THE EXERCISE >>
Count the rows below that contain the word "background", treating uppercase and lowercase as different, and give only that number.

SUPPLIED DATA >>

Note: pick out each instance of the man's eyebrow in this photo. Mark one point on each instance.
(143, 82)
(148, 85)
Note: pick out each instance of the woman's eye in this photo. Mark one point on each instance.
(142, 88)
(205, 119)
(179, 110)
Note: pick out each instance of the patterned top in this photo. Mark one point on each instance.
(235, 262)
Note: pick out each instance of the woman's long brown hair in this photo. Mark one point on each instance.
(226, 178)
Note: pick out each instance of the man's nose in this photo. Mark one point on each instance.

--

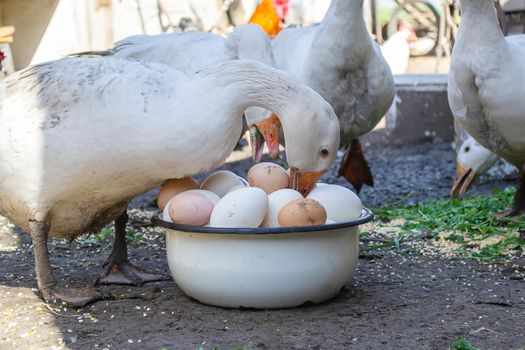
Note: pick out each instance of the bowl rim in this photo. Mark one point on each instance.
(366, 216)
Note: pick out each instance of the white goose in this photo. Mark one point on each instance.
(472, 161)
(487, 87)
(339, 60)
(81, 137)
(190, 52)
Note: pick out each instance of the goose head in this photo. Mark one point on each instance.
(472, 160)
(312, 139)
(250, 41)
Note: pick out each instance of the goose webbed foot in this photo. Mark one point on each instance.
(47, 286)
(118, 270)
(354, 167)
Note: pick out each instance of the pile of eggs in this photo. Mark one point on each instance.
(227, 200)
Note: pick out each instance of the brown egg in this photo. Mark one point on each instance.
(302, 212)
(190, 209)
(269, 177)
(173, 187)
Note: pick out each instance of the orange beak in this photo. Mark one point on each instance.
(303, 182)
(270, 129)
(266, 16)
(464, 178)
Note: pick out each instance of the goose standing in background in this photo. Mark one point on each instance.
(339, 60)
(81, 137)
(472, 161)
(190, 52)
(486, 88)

* * *

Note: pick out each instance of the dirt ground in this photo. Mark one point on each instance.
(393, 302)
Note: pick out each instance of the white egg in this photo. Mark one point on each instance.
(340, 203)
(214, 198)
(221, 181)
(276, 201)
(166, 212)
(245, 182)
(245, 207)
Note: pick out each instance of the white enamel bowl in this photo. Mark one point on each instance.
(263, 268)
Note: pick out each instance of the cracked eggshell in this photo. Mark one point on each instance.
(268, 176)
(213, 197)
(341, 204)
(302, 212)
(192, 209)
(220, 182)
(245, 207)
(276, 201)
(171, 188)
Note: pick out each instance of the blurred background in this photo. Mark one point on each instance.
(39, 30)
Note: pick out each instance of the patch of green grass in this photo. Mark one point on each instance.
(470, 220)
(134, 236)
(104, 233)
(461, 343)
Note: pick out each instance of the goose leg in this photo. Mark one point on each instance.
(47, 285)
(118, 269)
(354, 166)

SOLUTION >>
2